SET TASK — Pull out each line below that contains the word "ambulance", and copy those lines in the order they appear.

SOURCE MATERIAL —
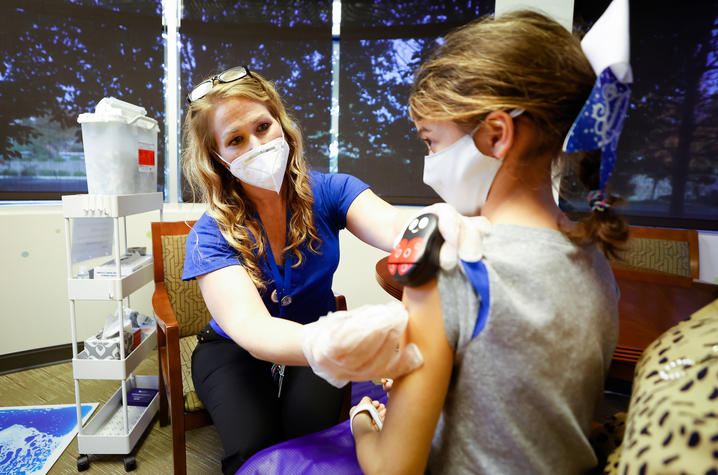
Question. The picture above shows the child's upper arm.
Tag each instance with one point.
(416, 399)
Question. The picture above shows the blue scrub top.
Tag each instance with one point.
(310, 285)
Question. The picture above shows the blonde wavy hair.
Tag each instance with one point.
(520, 60)
(226, 200)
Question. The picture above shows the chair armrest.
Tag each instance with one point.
(163, 309)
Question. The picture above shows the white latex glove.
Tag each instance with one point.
(360, 344)
(462, 235)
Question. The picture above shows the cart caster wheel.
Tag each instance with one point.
(83, 463)
(130, 462)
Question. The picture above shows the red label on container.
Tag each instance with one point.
(146, 157)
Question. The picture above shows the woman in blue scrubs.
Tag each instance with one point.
(264, 254)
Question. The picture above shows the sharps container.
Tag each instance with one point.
(120, 144)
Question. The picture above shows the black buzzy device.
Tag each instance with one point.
(415, 260)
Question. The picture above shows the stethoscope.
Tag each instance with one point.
(282, 283)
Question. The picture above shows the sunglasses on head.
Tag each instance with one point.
(230, 75)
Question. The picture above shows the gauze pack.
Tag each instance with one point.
(360, 344)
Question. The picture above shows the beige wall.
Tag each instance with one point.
(35, 312)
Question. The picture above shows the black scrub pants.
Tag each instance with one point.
(241, 396)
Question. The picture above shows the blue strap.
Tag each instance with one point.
(479, 278)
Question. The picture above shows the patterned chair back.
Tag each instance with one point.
(185, 297)
(672, 251)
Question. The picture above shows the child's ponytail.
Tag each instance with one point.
(603, 226)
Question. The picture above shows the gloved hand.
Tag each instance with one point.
(360, 344)
(462, 234)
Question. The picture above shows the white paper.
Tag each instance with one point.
(607, 43)
(91, 238)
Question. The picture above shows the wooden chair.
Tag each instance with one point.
(181, 313)
(655, 254)
(655, 273)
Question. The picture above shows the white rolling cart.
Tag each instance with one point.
(116, 427)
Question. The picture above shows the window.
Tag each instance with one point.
(667, 166)
(61, 58)
(286, 41)
(381, 45)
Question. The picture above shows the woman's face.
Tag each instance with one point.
(438, 134)
(240, 125)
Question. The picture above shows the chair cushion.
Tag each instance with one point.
(185, 297)
(191, 400)
(673, 413)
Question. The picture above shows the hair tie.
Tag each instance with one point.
(598, 200)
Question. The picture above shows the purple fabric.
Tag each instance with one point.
(327, 452)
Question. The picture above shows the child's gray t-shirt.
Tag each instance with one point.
(524, 390)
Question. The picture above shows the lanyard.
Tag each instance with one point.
(282, 284)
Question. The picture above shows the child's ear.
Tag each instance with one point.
(496, 135)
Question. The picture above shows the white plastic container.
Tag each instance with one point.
(120, 144)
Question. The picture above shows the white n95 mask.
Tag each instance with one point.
(461, 174)
(263, 166)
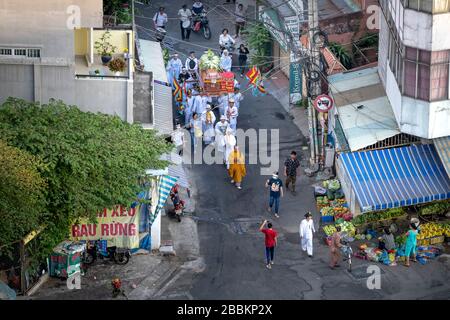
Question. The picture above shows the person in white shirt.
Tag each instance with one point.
(225, 61)
(223, 103)
(306, 233)
(232, 114)
(238, 97)
(160, 19)
(208, 119)
(225, 39)
(220, 129)
(178, 139)
(192, 63)
(185, 22)
(240, 18)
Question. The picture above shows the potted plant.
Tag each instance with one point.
(117, 65)
(105, 48)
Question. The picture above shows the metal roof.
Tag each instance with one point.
(365, 112)
(396, 177)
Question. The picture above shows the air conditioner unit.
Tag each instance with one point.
(329, 156)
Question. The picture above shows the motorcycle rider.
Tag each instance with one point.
(197, 7)
(225, 40)
(192, 64)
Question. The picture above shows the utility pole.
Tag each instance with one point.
(316, 85)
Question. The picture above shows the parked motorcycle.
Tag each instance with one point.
(177, 202)
(201, 22)
(160, 34)
(118, 255)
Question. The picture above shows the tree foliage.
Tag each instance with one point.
(341, 53)
(259, 39)
(22, 194)
(92, 161)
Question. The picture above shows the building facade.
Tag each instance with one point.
(50, 54)
(414, 56)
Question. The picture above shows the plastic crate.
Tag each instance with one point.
(327, 219)
(430, 241)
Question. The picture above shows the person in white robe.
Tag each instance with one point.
(238, 97)
(208, 119)
(174, 67)
(232, 114)
(230, 142)
(221, 129)
(189, 108)
(306, 233)
(223, 103)
(225, 61)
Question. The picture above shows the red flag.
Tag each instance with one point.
(177, 87)
(252, 74)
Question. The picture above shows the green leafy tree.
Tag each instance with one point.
(93, 161)
(259, 40)
(22, 194)
(341, 53)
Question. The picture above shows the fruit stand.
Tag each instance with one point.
(213, 81)
(366, 229)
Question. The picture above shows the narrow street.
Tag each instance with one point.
(228, 219)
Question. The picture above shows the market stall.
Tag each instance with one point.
(366, 230)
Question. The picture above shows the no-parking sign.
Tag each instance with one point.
(323, 103)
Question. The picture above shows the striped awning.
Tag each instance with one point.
(443, 149)
(396, 177)
(165, 185)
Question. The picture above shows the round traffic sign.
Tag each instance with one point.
(323, 103)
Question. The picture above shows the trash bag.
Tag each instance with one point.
(339, 194)
(330, 194)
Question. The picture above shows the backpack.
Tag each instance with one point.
(192, 64)
(275, 187)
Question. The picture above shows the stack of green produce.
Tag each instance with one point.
(347, 227)
(436, 208)
(327, 211)
(377, 216)
(322, 201)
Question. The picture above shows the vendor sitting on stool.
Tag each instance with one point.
(386, 241)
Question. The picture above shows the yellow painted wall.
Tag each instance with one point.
(81, 41)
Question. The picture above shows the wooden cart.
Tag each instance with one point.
(216, 83)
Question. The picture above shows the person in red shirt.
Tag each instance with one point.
(270, 242)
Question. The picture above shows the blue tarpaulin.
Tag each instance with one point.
(396, 177)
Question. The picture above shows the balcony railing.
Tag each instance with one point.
(427, 6)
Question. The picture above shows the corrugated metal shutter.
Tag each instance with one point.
(163, 108)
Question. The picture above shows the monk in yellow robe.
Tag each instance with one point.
(237, 167)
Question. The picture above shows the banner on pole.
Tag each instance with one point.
(120, 226)
(295, 83)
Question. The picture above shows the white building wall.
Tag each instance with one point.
(439, 125)
(441, 30)
(383, 49)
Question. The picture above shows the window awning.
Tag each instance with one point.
(443, 148)
(396, 177)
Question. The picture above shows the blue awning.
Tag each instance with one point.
(396, 177)
(443, 148)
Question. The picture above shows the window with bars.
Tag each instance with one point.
(428, 6)
(21, 52)
(426, 74)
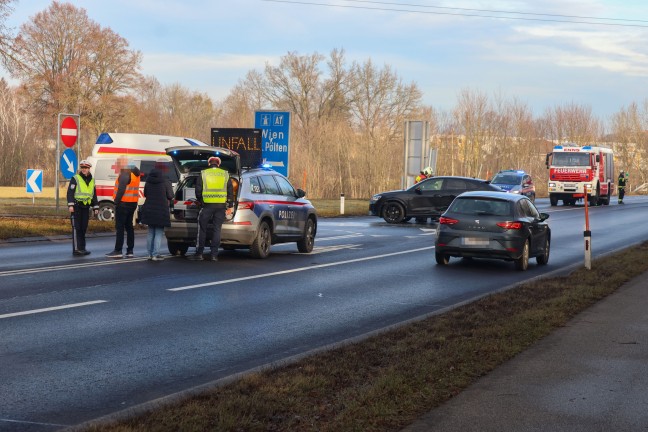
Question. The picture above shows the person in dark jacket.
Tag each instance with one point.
(125, 197)
(155, 211)
(82, 197)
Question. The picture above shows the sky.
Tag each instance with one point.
(542, 53)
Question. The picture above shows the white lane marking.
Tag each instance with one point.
(333, 248)
(206, 284)
(70, 266)
(28, 422)
(339, 237)
(35, 311)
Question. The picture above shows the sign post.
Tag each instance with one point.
(587, 234)
(34, 183)
(67, 133)
(275, 138)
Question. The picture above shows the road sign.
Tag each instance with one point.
(69, 131)
(34, 181)
(68, 163)
(275, 138)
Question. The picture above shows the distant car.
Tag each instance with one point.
(515, 181)
(269, 209)
(428, 198)
(495, 225)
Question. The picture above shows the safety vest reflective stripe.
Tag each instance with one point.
(84, 191)
(131, 194)
(214, 185)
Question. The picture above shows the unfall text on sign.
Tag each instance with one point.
(238, 143)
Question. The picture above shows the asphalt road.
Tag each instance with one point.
(85, 337)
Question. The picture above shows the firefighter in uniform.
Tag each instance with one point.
(215, 192)
(125, 197)
(623, 180)
(82, 198)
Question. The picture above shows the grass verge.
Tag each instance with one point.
(386, 382)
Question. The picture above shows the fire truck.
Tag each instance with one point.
(576, 172)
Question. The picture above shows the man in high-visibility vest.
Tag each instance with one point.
(623, 181)
(125, 196)
(215, 192)
(82, 197)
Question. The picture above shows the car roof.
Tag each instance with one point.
(492, 194)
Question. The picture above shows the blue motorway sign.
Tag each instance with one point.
(275, 138)
(34, 181)
(68, 163)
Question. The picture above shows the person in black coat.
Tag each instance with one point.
(155, 210)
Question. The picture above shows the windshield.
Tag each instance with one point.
(508, 179)
(571, 159)
(481, 207)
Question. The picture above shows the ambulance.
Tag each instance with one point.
(142, 150)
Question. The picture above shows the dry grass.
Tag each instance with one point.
(386, 382)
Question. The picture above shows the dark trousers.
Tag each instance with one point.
(214, 213)
(81, 217)
(124, 222)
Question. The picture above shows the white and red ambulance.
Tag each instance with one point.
(142, 151)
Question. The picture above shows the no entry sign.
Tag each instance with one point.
(69, 131)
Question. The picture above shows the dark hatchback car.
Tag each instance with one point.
(428, 198)
(496, 225)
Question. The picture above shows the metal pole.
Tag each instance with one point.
(587, 234)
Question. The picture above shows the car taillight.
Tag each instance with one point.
(510, 225)
(246, 205)
(447, 221)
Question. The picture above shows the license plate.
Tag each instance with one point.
(474, 241)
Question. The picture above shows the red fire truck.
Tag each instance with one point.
(573, 168)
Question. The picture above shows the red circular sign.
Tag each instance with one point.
(69, 131)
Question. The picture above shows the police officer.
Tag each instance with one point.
(82, 197)
(215, 192)
(623, 180)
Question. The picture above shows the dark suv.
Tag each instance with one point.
(428, 198)
(515, 181)
(269, 210)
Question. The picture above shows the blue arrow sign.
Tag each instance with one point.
(68, 163)
(34, 181)
(275, 137)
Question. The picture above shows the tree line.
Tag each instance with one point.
(347, 131)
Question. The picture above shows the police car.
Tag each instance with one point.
(268, 208)
(515, 181)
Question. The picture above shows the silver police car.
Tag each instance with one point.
(268, 208)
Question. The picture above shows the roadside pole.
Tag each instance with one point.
(587, 234)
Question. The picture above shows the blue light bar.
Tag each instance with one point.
(104, 138)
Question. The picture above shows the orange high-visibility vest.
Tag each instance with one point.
(131, 194)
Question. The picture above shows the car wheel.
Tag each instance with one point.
(261, 246)
(306, 243)
(177, 248)
(442, 259)
(394, 213)
(522, 263)
(544, 258)
(106, 212)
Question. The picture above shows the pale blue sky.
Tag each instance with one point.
(207, 46)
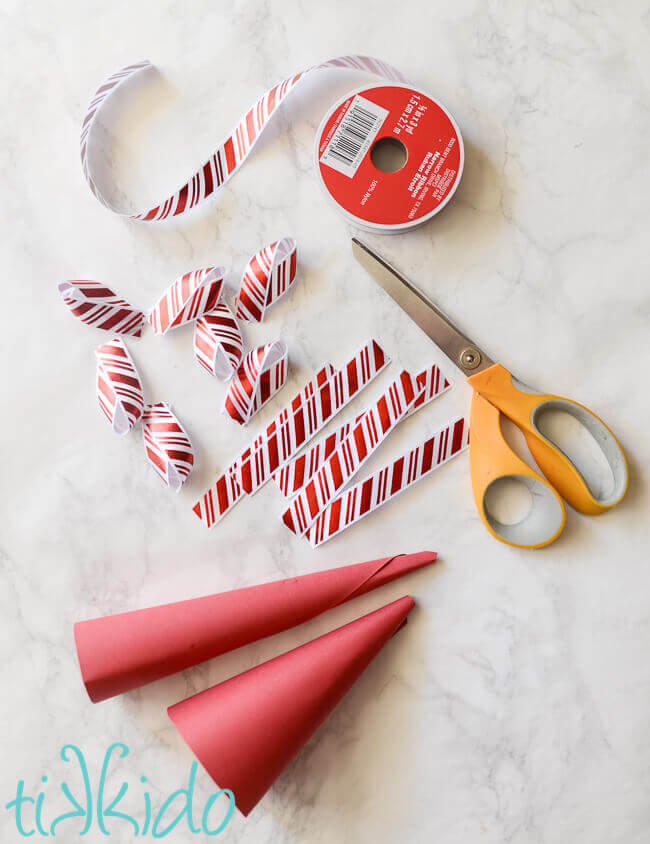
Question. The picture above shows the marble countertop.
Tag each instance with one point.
(515, 706)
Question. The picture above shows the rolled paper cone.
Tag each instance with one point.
(121, 652)
(246, 730)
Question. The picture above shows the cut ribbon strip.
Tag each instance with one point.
(96, 304)
(296, 473)
(232, 151)
(308, 412)
(226, 490)
(187, 298)
(267, 277)
(295, 426)
(346, 460)
(167, 445)
(367, 496)
(119, 390)
(259, 377)
(218, 344)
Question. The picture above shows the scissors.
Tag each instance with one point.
(497, 392)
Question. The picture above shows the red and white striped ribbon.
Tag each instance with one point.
(267, 277)
(218, 344)
(167, 445)
(119, 390)
(187, 298)
(298, 423)
(226, 491)
(367, 496)
(346, 460)
(297, 472)
(232, 151)
(96, 304)
(258, 378)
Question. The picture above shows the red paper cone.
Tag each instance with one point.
(118, 653)
(246, 730)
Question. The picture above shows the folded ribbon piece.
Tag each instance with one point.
(96, 304)
(258, 378)
(167, 446)
(119, 391)
(268, 276)
(188, 298)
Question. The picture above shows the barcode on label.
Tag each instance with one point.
(354, 134)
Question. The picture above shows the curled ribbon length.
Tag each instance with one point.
(119, 390)
(218, 344)
(259, 377)
(187, 298)
(96, 304)
(232, 151)
(267, 277)
(167, 445)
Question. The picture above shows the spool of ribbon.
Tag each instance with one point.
(267, 277)
(231, 153)
(258, 378)
(119, 390)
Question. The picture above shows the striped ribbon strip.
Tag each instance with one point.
(296, 425)
(367, 496)
(167, 445)
(218, 344)
(232, 151)
(267, 277)
(258, 378)
(119, 390)
(187, 298)
(346, 460)
(96, 304)
(226, 491)
(295, 474)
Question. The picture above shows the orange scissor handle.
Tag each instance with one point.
(525, 407)
(492, 461)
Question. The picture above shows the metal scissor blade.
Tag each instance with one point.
(460, 349)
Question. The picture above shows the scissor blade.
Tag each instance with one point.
(460, 349)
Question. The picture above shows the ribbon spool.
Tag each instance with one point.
(389, 157)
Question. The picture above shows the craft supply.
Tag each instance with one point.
(187, 298)
(119, 391)
(295, 474)
(246, 730)
(381, 487)
(497, 393)
(346, 460)
(118, 653)
(97, 305)
(403, 122)
(292, 429)
(231, 152)
(258, 378)
(167, 445)
(218, 344)
(226, 491)
(267, 277)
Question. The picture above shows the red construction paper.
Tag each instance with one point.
(118, 653)
(246, 730)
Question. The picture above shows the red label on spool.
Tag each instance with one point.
(425, 183)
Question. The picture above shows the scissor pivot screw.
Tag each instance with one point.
(470, 358)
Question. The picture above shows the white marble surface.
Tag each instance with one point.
(515, 706)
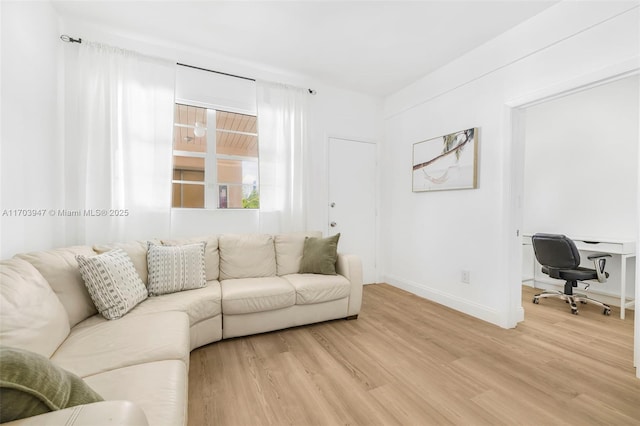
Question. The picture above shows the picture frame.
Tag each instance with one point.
(447, 162)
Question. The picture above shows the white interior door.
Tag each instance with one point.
(352, 200)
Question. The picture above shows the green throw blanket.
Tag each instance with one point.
(30, 384)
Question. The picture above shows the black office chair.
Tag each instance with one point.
(560, 259)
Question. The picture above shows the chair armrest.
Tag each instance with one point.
(350, 267)
(112, 413)
(599, 263)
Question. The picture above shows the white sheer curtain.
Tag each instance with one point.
(282, 133)
(118, 144)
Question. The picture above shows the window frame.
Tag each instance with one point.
(211, 184)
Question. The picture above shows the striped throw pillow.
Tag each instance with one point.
(175, 268)
(112, 281)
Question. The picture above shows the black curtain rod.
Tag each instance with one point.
(69, 39)
(311, 91)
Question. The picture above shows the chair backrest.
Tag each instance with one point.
(556, 251)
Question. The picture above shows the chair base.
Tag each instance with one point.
(571, 298)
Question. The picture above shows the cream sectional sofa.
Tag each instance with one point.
(139, 363)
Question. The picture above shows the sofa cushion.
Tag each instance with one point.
(247, 295)
(97, 345)
(315, 288)
(113, 283)
(211, 255)
(60, 268)
(175, 268)
(137, 251)
(246, 256)
(30, 384)
(319, 255)
(158, 388)
(289, 251)
(31, 315)
(199, 304)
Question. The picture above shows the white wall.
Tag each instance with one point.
(580, 175)
(581, 163)
(30, 152)
(434, 235)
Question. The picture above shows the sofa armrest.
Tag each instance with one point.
(113, 413)
(350, 267)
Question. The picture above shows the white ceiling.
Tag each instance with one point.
(375, 47)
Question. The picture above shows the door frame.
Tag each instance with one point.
(514, 176)
(377, 228)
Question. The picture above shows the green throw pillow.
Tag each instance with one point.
(319, 255)
(30, 384)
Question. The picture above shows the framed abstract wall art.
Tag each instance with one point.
(446, 162)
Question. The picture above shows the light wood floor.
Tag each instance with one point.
(408, 361)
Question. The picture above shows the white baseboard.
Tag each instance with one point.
(452, 301)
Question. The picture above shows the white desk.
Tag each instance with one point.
(623, 248)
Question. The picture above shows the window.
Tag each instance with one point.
(215, 159)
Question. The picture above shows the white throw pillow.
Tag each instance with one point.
(175, 268)
(113, 282)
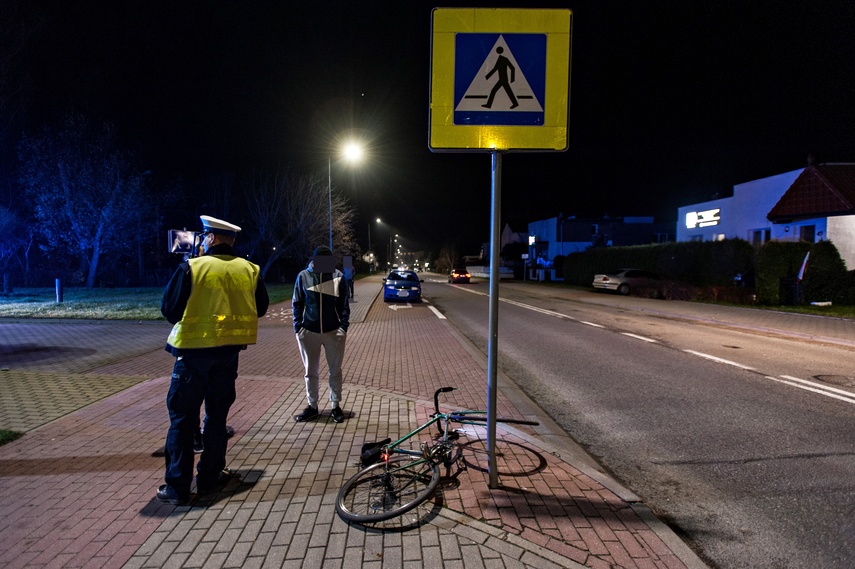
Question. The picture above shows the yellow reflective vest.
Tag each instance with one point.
(221, 310)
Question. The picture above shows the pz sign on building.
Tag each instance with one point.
(500, 79)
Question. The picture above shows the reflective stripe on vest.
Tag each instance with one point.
(221, 310)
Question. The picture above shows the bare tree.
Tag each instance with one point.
(85, 190)
(291, 217)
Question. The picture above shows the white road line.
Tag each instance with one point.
(439, 314)
(537, 309)
(637, 337)
(719, 360)
(827, 390)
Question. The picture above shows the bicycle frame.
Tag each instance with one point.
(394, 485)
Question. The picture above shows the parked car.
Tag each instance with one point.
(402, 285)
(459, 276)
(623, 280)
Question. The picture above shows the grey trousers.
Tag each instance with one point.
(310, 352)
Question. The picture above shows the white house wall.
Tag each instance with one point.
(742, 214)
(841, 232)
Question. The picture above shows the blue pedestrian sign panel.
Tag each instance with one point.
(500, 79)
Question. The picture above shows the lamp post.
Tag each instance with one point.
(352, 152)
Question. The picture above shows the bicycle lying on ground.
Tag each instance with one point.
(397, 479)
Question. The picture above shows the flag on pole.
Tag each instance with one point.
(804, 267)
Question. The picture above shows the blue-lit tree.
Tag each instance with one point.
(86, 192)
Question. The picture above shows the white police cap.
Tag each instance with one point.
(218, 226)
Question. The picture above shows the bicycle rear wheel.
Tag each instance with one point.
(387, 489)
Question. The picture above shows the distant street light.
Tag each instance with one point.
(352, 152)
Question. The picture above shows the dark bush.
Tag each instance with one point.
(706, 270)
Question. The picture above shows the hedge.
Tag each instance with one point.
(713, 265)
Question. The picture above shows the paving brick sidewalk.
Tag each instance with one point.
(78, 491)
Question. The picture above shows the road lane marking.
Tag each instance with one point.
(826, 390)
(439, 314)
(719, 360)
(637, 337)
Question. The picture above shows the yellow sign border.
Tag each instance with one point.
(444, 135)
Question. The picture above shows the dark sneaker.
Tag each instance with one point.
(308, 414)
(338, 414)
(170, 495)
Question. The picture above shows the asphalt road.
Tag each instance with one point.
(693, 417)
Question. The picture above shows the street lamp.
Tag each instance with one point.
(352, 152)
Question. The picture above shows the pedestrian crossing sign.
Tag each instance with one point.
(500, 79)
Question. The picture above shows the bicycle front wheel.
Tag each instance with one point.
(387, 489)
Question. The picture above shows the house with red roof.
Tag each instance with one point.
(811, 204)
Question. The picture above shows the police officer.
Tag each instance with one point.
(214, 302)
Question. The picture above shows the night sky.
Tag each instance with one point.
(670, 102)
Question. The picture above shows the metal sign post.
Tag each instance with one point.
(493, 338)
(500, 81)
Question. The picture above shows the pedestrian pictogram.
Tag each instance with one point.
(501, 84)
(500, 79)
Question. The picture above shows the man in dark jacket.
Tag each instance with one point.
(214, 302)
(321, 307)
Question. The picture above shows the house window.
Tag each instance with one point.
(760, 236)
(807, 233)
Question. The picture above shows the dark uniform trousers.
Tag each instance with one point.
(199, 376)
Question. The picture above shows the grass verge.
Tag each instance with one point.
(9, 436)
(98, 303)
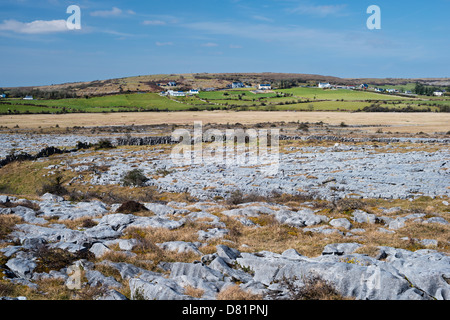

COMPLETE OUTPUT —
Question. The picture above shows the ambulance.
Question. The picture above shows the white and red ambulance.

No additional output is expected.